Please rewrite the part of the material that opens with the line containing "the hazy horizon" and runs through the end of the material, putting "misty horizon" in place of "hazy horizon" and changing nothing else.

── Records for processing ──

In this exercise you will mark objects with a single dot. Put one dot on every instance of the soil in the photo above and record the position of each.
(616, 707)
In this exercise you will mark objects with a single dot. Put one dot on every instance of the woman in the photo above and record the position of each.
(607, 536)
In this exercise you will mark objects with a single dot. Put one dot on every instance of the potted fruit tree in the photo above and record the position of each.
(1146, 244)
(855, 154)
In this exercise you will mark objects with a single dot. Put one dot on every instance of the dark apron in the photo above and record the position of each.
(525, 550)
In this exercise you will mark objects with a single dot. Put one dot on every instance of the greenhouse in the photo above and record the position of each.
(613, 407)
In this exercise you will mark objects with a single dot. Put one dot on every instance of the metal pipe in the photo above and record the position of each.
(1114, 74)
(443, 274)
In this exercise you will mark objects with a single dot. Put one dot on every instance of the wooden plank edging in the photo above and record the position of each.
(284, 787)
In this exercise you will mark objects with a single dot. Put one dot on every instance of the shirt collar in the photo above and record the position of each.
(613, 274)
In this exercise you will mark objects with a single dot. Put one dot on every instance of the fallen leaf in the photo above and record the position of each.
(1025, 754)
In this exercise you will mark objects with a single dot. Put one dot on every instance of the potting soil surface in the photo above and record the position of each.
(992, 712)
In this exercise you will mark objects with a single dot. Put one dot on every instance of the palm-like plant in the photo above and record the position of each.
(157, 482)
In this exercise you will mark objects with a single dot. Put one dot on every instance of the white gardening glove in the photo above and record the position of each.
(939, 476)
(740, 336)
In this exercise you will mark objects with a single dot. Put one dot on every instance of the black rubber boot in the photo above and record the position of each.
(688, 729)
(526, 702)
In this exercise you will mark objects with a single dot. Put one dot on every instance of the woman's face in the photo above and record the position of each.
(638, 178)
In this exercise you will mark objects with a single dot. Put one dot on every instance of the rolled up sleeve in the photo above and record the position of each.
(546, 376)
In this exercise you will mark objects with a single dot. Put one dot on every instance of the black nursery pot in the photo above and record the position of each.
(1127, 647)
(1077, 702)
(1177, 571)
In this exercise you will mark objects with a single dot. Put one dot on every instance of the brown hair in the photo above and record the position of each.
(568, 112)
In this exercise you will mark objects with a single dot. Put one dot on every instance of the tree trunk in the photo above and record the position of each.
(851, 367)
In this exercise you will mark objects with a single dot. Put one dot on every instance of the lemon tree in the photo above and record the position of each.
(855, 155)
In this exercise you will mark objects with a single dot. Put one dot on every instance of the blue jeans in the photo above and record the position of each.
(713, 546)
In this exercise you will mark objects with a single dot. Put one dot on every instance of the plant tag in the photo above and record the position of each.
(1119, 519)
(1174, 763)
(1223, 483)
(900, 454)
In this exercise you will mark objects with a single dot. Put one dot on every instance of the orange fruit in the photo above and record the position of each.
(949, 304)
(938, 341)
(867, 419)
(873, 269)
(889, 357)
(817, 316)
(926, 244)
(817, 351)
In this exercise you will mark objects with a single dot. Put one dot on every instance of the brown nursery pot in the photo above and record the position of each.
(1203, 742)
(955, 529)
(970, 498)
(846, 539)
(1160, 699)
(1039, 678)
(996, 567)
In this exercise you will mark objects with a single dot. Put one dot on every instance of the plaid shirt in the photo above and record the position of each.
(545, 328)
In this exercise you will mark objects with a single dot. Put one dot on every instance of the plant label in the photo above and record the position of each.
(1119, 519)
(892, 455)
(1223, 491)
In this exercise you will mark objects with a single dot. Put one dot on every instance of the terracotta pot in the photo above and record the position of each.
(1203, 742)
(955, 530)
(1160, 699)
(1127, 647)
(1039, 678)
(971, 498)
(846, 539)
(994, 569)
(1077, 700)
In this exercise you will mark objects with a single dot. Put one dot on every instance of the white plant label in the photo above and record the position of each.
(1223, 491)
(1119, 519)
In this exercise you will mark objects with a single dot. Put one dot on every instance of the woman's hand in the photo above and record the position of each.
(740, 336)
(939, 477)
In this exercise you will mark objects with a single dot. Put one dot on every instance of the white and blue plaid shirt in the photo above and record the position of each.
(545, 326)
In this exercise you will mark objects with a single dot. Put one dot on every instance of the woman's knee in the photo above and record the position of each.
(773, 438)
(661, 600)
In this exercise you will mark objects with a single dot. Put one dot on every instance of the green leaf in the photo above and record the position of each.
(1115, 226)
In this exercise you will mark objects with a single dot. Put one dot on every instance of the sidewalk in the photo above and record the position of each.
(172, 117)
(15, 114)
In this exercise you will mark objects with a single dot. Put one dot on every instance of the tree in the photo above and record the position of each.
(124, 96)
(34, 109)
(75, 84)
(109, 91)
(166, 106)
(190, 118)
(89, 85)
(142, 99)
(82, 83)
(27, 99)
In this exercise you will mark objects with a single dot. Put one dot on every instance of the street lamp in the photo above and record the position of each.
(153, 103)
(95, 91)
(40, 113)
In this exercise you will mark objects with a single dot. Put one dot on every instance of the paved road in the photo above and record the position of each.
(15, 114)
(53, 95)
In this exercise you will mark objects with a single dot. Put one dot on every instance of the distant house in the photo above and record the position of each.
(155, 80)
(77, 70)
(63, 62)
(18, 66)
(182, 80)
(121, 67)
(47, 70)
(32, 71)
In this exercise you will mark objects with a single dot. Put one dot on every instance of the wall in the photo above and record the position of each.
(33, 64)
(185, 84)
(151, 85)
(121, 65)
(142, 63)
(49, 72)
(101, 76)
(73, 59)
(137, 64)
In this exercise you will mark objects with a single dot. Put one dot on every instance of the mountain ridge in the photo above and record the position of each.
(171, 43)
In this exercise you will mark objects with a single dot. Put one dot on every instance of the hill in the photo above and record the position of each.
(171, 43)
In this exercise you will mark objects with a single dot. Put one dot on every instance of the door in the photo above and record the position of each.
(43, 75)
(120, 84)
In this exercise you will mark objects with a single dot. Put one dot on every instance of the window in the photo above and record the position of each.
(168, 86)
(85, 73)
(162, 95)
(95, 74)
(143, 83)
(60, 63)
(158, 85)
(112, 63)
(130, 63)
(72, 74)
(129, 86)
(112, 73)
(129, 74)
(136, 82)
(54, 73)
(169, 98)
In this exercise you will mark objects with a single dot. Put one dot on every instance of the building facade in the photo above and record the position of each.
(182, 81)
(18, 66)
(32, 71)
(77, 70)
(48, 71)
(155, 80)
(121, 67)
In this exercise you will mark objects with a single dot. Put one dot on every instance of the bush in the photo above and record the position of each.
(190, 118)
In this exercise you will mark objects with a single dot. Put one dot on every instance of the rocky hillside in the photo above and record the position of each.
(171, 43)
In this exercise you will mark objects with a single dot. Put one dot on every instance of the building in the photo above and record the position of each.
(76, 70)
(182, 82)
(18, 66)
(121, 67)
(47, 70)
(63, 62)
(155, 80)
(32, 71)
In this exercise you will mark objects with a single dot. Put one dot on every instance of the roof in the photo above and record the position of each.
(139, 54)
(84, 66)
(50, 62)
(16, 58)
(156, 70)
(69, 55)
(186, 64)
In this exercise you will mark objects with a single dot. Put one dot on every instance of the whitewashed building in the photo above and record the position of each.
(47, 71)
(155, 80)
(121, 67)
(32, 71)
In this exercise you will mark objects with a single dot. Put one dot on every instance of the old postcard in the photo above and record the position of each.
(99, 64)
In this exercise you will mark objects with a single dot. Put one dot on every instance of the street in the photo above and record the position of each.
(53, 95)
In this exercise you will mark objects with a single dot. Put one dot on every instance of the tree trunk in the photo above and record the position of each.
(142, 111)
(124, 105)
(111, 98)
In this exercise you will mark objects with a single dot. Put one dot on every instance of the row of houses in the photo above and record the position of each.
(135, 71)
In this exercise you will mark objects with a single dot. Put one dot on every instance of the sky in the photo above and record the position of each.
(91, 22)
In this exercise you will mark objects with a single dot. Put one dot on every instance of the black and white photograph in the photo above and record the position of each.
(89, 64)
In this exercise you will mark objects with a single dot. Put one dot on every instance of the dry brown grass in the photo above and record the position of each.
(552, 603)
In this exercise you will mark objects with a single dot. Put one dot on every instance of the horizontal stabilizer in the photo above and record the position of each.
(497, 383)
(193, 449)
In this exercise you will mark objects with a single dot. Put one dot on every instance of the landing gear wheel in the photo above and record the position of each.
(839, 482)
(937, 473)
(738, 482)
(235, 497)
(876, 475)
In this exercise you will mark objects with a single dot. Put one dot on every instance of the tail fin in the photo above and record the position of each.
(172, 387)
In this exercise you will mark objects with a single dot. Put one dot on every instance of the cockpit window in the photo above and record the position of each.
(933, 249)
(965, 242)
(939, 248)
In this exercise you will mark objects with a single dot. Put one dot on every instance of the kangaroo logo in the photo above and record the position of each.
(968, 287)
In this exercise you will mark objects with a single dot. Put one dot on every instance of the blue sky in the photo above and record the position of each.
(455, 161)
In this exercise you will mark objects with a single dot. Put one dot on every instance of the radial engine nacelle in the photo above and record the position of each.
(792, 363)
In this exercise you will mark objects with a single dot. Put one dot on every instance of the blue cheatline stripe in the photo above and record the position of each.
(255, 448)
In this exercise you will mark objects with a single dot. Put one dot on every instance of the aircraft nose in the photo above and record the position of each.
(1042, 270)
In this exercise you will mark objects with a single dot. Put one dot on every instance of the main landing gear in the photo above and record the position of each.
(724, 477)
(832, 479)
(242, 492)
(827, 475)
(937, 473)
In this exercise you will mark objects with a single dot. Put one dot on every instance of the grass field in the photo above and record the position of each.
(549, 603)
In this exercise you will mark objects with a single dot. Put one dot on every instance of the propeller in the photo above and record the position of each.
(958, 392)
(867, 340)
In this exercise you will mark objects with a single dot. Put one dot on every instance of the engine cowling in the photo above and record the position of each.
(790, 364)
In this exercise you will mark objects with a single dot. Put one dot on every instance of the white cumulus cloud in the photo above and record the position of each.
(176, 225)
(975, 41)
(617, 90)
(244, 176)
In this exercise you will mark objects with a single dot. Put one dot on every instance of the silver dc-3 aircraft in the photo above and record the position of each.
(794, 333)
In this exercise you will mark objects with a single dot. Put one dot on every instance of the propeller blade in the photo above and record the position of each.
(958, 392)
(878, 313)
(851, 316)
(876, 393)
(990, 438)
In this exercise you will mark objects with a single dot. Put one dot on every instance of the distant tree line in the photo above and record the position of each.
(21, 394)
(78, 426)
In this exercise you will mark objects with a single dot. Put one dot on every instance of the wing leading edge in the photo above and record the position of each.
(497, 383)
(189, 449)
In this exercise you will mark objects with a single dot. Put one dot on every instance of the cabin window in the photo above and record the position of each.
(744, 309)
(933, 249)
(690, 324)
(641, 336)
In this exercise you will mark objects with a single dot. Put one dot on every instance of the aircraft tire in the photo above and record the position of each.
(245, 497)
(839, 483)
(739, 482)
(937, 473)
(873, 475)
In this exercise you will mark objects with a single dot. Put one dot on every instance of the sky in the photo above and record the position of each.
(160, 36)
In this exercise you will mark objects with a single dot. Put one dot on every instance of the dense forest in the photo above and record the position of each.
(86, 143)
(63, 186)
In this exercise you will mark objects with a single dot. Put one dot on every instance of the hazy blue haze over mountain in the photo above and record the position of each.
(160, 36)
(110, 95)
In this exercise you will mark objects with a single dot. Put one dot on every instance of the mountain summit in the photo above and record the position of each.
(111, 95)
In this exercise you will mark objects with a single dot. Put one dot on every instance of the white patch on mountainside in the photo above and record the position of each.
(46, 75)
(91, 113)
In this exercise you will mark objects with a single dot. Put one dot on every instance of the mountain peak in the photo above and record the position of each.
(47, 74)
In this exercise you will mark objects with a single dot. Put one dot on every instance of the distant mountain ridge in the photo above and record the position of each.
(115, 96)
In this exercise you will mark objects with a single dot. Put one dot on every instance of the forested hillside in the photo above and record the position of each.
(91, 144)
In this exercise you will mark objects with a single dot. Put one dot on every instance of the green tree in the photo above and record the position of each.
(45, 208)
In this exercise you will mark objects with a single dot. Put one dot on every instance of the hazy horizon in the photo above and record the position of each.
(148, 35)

───

## Correct output:
In this exercise you will mark objects with a single dot. Put one dot on every instance of the misty horizon in the photo above and record the position of each.
(148, 35)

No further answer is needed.